[Pointing entries for labeled objects]
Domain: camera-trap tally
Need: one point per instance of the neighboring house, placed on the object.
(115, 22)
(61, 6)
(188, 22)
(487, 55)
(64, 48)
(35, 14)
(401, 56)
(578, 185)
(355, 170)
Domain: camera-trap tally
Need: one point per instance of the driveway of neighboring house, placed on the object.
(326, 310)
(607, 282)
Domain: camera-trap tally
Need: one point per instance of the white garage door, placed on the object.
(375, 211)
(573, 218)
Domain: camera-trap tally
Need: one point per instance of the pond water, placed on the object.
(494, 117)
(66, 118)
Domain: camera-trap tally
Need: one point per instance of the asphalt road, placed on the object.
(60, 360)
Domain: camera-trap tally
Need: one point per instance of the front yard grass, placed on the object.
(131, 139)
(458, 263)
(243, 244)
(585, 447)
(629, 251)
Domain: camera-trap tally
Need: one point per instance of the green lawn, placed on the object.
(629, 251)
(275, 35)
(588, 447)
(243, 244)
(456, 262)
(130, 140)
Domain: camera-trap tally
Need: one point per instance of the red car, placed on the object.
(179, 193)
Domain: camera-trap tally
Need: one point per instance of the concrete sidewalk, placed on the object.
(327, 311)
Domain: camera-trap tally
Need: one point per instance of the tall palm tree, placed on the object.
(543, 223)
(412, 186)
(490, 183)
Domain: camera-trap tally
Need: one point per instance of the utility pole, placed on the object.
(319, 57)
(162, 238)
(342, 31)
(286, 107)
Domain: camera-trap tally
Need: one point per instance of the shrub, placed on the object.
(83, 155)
* * *
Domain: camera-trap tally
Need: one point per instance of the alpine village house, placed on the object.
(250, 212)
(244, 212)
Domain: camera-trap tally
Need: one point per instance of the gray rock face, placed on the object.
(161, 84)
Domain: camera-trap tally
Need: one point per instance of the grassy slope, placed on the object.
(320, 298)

§ **Short problem**
Please count the lines in the material above that contain the word "neighboring", and reply with that number alone.

§ **Answer for the task**
2